Page extract.
-*-*-
One of the nation’s biggest telemedicine providers will spend more than $18 billion to stoke an approach to care that grew explosively during the pandemic and recently received an endorsement from President Donald Trump.
Teladoc Health Inc. plans to dive deep into managing the health of patients with diabetes and high blood pressure with a cash-and-stock deal for Livongo Health that’s expected to close later this year.
Telemedicine involves care delivered remotely, often with a live video connection through patient smartphones or tablets. Millions of patients were forced to try it for everything from routine care to checkups with specialists after COVID-19 shut down much of the economy earlier this year.
Teladoc said late last month that its total visits tripled in the recently completed second quarter to 2.8 million, and revenue grew 85%. The company also said it expects gains to spill over into 2021, when it projects revenue growth of between 30% and 40%.
Telemedicine has been around for years, and a growing number of employers have offered it to their workers as a way to save money and improve their access to care.
The practice was relatively slow to catch on with many patients before COVID-19. But now there’s growing momentum to keep at least some of telemedicine’s gains after the pandemic finally fades.
The Trump administration announced on Monday that it was taking steps to give telehealth a broader role for patients who live in rural communities and are covered by the federal government's Medicare program for those age 65 and older.
There’s also bipartisan support in Congress for a broader expansion of telemedicine coverage to make it a more regular option for people living in cities and suburbs.
-*-*-
Data shown.
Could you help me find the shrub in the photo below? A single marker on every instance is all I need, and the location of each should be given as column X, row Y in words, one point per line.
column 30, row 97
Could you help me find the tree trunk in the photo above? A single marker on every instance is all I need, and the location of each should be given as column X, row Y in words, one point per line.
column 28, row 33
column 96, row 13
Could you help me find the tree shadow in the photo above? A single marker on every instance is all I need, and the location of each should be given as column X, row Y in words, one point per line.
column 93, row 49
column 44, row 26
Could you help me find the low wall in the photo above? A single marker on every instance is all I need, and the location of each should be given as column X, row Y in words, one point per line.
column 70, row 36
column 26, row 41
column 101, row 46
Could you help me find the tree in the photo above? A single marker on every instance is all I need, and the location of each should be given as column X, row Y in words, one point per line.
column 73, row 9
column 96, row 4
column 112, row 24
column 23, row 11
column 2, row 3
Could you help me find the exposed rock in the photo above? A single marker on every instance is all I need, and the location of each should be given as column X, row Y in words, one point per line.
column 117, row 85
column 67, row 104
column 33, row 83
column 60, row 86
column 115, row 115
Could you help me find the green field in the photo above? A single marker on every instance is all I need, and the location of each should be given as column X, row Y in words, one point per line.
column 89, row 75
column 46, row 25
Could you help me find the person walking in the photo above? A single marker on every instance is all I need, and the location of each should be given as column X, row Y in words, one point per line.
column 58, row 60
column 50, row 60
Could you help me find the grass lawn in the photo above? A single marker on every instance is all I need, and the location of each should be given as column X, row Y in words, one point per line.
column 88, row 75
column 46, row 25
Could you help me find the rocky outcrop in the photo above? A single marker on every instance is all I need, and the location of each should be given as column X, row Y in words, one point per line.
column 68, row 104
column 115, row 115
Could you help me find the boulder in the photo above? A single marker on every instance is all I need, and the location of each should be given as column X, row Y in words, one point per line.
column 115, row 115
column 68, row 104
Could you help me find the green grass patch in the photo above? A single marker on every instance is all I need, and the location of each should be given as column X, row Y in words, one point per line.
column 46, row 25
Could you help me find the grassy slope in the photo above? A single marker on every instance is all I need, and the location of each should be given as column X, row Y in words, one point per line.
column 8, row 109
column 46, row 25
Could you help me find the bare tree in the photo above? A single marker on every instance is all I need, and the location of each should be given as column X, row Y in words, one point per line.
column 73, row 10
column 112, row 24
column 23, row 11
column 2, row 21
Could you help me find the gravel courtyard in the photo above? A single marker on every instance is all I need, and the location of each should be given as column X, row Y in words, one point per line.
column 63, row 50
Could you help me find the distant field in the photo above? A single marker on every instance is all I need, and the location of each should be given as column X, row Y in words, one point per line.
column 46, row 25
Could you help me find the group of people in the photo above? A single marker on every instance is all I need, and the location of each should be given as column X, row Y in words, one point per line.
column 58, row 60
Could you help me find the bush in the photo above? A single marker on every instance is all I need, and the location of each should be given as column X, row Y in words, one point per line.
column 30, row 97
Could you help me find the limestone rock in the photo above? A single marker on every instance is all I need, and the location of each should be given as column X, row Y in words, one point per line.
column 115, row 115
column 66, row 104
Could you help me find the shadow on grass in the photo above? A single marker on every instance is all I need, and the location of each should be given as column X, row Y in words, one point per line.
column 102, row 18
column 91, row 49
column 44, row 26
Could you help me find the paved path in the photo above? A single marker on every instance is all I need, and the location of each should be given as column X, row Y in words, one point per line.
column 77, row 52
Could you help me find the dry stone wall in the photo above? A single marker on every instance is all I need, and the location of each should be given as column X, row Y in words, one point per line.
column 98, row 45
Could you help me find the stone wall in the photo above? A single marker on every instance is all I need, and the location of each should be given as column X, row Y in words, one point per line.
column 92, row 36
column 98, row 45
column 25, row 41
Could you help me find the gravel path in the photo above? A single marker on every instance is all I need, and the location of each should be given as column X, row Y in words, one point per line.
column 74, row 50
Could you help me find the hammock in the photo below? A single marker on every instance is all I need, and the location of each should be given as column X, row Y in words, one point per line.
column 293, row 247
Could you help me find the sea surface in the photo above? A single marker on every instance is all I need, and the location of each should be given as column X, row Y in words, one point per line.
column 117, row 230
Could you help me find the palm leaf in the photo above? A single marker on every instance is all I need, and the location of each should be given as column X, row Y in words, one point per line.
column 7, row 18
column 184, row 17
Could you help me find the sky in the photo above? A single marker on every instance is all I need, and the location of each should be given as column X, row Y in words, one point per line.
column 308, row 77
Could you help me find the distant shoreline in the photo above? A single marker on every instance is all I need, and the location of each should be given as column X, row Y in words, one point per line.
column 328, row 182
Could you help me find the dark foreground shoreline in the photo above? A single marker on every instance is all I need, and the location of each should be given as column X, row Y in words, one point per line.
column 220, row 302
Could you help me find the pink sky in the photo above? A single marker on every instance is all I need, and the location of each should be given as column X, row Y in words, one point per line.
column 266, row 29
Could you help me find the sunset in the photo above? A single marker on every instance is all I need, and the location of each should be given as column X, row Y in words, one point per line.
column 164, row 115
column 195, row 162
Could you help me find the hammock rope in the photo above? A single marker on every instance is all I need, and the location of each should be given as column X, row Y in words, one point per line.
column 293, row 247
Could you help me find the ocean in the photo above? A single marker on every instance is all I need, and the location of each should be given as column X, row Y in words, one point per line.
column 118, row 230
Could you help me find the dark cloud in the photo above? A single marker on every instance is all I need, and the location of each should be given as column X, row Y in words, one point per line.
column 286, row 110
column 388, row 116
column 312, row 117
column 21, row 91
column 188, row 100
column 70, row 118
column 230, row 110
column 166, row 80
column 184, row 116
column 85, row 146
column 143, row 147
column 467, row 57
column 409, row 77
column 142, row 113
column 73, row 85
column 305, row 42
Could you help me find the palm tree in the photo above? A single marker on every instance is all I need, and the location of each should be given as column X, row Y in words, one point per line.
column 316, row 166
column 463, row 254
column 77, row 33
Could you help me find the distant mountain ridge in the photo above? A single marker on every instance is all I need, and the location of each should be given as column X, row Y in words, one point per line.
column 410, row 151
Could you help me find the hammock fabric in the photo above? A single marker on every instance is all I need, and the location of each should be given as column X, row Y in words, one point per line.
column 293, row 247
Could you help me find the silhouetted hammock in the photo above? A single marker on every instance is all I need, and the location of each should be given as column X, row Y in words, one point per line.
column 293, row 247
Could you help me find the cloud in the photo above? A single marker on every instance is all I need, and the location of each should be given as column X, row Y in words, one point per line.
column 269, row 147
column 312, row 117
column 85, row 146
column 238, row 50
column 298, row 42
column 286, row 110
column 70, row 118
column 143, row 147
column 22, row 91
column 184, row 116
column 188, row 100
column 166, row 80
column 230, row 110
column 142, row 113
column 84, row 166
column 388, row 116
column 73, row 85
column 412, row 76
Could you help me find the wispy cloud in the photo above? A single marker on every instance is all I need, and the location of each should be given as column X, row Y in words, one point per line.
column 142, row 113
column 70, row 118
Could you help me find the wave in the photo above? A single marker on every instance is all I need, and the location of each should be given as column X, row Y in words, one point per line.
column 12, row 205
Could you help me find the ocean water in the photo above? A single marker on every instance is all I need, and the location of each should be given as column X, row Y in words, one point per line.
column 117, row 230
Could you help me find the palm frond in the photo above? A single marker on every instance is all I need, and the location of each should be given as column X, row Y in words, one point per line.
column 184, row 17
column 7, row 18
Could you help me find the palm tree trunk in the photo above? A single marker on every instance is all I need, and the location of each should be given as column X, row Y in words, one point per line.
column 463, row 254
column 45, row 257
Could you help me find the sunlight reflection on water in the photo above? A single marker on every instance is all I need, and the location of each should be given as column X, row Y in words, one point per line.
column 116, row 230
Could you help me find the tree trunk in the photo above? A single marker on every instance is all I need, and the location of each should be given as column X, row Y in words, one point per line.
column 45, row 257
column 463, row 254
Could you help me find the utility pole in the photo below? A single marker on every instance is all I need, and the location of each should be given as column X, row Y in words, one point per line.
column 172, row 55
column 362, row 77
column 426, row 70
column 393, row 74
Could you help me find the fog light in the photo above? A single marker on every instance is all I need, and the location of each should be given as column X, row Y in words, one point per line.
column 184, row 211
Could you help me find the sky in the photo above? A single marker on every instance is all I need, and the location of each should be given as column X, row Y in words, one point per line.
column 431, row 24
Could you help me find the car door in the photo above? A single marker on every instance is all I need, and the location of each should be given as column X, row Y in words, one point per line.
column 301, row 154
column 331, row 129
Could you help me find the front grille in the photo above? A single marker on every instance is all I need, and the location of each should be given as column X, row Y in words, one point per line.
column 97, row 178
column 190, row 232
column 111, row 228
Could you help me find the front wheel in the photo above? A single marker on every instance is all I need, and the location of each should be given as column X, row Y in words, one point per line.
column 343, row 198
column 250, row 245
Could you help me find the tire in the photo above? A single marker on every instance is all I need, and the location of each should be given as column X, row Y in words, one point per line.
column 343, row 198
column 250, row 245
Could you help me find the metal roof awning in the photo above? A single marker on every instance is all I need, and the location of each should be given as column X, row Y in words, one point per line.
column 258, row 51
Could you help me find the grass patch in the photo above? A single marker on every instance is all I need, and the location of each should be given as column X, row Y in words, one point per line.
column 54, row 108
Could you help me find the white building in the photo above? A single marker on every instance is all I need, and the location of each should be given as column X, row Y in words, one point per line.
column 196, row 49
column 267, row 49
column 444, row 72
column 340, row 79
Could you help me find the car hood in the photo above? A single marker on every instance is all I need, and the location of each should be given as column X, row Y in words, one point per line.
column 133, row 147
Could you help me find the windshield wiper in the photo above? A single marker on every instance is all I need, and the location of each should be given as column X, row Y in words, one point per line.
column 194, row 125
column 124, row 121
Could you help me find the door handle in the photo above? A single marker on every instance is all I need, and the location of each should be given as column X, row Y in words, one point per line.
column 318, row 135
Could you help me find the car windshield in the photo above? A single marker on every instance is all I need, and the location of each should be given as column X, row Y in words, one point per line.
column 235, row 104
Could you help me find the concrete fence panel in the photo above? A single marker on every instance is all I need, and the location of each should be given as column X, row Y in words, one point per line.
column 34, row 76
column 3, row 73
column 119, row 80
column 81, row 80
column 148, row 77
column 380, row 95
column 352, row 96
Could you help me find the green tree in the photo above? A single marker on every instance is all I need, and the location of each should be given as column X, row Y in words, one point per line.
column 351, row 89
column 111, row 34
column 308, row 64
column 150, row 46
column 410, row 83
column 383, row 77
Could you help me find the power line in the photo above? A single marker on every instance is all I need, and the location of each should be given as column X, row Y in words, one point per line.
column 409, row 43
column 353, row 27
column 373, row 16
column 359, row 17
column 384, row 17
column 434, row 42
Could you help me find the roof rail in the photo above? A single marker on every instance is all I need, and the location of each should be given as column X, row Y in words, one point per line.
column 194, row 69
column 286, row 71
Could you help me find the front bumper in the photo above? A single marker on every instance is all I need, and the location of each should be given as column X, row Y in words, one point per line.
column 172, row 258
-*-*-
Work instruction 1. In the telemedicine article, rewrite everything from "Telemedicine involves care" down to "access to care.", changing "employers" to "businesses".
Work instruction 2. In the telemedicine article, how many total visits did Teladoc report for the recently completed second quarter?
Work instruction 3. Translate this sentence from the telemedicine article into Spanish: "Telemedicine has been around for years, and a growing number of employers have offered it to their workers as a way to save money and improve their access to care."

Exercise answer 1.
Telemedicine involves care delivered remotely, often with a live video connection through patient smartphones or tablets. Millions of patients were forced to try it for everything from routine care to checkups with specialists after COVID-19 shut down much of the economy earlier this year.
Teladoc said late last month that its total visits tripled in the recently completed second quarter to 2.8 million, and revenue grew 85%. The company also said it expects gains to spill over into 2021, when it projects revenue growth of between 30% and 40%.
Telemedicine has been around for years, and a growing number of businesses have offered it to their workers as a way to save money and improve their access to care.

Exercise answer 2. 2.8 million

Exercise answer 3. La telemedicina existe desde hace años, y un número creciente de empleadores la ha ofrecido a sus trabajadores como una forma de ahorrar dinero y mejorar su acceso a la atención médica.